**Consignes**
**a)** Relevez tous les pays nommés dans le texte sur la crise de la zone euro.
**b)** Recopiez, dans le texte sur la crise de la zone euro, le passage qui commence par « Le 13 mars, le » et se termine par « de l’été 2011. ».

**Texte**
La crise et la zone euro : rencontre avec l’économiste Jacques Sapir

Le 13 mars, le LEM (Lieu d’étude du mouvement des idées et des connaissances PCF) recevait l’économiste Jacques Sapir sur l’enjeu européen. 


Échos de sa présentation et du débat qui suivit.



Jacques Sapir : Si les sommes extraordinaires réinjectées dans le système bancaire par la BCE ont eu pour effet de détendre les taux d’intérêt, ces derniers ne sont pas pour autant redescendus à leur niveau d’avant la crise, mais à celui de l’été 2011.
Il ne faut pas s’y tromper: la Grèce est bel et bien en défaut et, si le mot n’est jamais prononcé, les banques l’ont intégré. Ce défaut organisé n’a rien réglé des problèmes de fond.



Les auditions du Lem - Jacques Sapir - La crise... par LEMpcf



Selon J. Sapir, la contraction du PIB va passer de 5 % fin 2011 à 8 ou 9 % en avril ou mai. L’économie grecque, en partie arrêtée, en partie émigrée, ne permet pas de compter sur les recettes fiscales ; l’austérité, en brisant la consommation, appauvrit un Etat qui ne peut, sous la pression de la Troïka, que renforcer l’austérité. L’intervention de la BCE, en pratique, ne fait que profiter aux banques ; si cela a pu ralentir la crise, rien n’a été solutionné.
Après la Grèce, l’Espagne, le Portugal puis l’Italie sont menacés. L’Espagne a des arriérés de paiement. Ou elle les consolide, et le déficit budgétaire passe de 6 à 14-15 % du PIB, ou elle ne les consolide pas. Dans cette dernière hypothèse, les entreprises non payées par l’Etat ne payeront pas leurs fournisseurs, qui feront faillite. Dès juin ou juillet, les recettes fiscales peuvent s’effondrer et avec elles l’économie du pays.

**Données recueillies**
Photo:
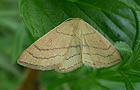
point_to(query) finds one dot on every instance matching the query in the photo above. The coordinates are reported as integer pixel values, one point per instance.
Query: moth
(68, 46)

**Réponses fournies**
**a)** La Grèce, l'Espagne, le Portugal, l'Italie.

**b)**
Le 13 mars, le LEM (Lieu d’étude du mouvement des idées et des connaissances PCF) recevait l’économiste Jacques Sapir sur l’enjeu européen. 


Échos de sa présentation et du débat qui suivit.



Jacques Sapir : Si les sommes extraordinaires réinjectées dans le système bancaire par la BCE ont eu pour effet de détendre les taux d’intérêt, ces derniers ne sont pas pour autant redescendus à leur niveau d’avant la crise, mais à celui de l’été 2011.